-------- PROVIDED MATERIAL

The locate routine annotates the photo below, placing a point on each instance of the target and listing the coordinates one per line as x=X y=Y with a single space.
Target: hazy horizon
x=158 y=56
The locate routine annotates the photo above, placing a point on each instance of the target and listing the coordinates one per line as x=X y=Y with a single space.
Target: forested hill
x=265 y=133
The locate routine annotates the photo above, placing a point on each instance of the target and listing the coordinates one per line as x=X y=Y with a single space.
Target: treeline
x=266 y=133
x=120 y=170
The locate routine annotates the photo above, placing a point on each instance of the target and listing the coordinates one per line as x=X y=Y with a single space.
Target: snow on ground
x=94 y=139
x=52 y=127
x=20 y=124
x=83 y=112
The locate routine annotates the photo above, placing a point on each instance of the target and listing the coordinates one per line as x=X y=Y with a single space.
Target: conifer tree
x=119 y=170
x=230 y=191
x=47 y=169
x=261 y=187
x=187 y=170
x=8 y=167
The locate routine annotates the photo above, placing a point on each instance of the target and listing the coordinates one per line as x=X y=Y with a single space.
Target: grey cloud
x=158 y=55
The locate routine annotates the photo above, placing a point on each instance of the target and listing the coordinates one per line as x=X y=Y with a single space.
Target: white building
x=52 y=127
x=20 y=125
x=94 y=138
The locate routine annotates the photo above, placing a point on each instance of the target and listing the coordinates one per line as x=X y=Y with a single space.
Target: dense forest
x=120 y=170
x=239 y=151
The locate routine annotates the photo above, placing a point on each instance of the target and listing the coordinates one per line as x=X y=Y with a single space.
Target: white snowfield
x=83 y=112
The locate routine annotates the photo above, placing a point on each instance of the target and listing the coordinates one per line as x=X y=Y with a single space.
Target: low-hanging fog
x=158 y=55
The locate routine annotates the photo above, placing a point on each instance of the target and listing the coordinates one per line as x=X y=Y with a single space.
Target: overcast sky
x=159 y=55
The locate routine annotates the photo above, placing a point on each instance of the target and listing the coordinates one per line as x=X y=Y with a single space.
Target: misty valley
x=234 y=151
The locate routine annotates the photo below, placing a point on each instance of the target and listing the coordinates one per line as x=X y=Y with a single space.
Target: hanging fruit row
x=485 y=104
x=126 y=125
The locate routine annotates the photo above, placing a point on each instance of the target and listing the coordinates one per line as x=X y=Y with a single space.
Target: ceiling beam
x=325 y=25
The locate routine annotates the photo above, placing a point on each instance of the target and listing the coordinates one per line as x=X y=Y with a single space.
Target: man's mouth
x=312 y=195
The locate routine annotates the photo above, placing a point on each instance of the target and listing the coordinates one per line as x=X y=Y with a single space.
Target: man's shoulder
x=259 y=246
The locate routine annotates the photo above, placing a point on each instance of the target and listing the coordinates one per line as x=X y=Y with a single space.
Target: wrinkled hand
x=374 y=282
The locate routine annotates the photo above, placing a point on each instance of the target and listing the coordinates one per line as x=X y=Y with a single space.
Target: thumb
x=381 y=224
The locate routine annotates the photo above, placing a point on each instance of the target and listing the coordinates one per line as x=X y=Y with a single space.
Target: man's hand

----------------

Print every line of the records exactly. Omit nothing.

TASK OUTPUT:
The locate routine annotates the photo below, placing a point on each instance of the target and listing the coordinates one per line as x=X y=Y with a single space.
Target: hazy horizon
x=158 y=56
The locate routine annotates the photo above, placing a point on each instance of the target and listing the coordinates one per line as x=X y=Y with a single space.
Target: forested hill
x=265 y=133
The locate routine annotates the photo above, placing a point on each instance of the target and listing the coordinates one per line as x=X y=Y with a single space.
Target: treeline
x=266 y=133
x=120 y=170
The locate routine annotates the photo above, placing a point on each instance of the target and listing the coordinates one per line as x=X y=Y with a single space.
Target: snow on ground
x=94 y=139
x=52 y=127
x=20 y=124
x=83 y=112
The locate routine annotates the photo above, placing a point on each instance of the target and listing the coordinates one per line as x=X y=Y with a single space.
Target: conifer tree
x=119 y=170
x=230 y=191
x=47 y=169
x=261 y=187
x=187 y=170
x=8 y=167
The locate routine annotates the photo above, placing a point on each instance of the target and listing the coordinates one per line as x=X y=Y with a single space.
Target: grey cloud
x=158 y=55
The locate routine annotates the photo above, placing a point on each instance of the target and listing the coordinates one per line as x=X y=Y with a single space.
Target: white building
x=52 y=127
x=20 y=125
x=94 y=138
The locate routine annotates the photo above, placing a point on each instance of the target and listing the coordinates one per line as x=X y=Y with a single space.
Target: dense forest
x=120 y=170
x=239 y=151
The locate routine annotates the photo above, placing a point on each instance of the target and listing the coordinates one per line as x=X y=Y with a single space.
Target: white snowfield
x=83 y=112
The locate routine annotates the photo above, placing a point on each instance of the target and listing the coordinates one per line as x=X y=Y with a single space.
Target: low-hanging fog
x=158 y=55
The locate routine annotates the photo above, placing a point on each instance of the target and listing the coordinates one per line as x=X y=Y with a single space.
Target: overcast sky
x=159 y=55
The locate routine annotates the photo above, placing a point on each instance of the target and listing the coordinates one per line as x=X y=Y with a single space.
Target: misty valley
x=234 y=151
The locate routine annotates the photo below, placing a point on each instance of the target and listing the coordinates one per line as x=X y=Y with a single space.
Target: hanging fruit row
x=485 y=104
x=126 y=125
The locate routine annotates the photo above, placing a point on each instance of the target and listing the coordinates one per line as x=X y=Y with a single space.
Target: ceiling beam
x=325 y=25
The locate routine annotates the photo above, placing a point on each instance of the target and listing the coordinates one per line as x=X y=Y with a single space.
Target: man's mouth
x=312 y=195
The locate routine annotates the photo above, placing a point on each instance of the target and listing the coordinates one per line as x=X y=Y with a single space.
Target: man's shoulder
x=259 y=246
The locate routine annotates the photo above, placing a point on each instance of the target and listing the coordinates one per line as x=X y=Y with a single space.
Target: wrinkled hand
x=374 y=282
The locate routine annotates the photo above, placing a point on each instance of the target and listing the coordinates one per line as x=X y=Y with a single space.
Target: thumb
x=381 y=224
The locate routine annotates the photo above, placing a point on each instance of the target and listing the coordinates one per line as x=X y=Y with a single space.
Target: man's hand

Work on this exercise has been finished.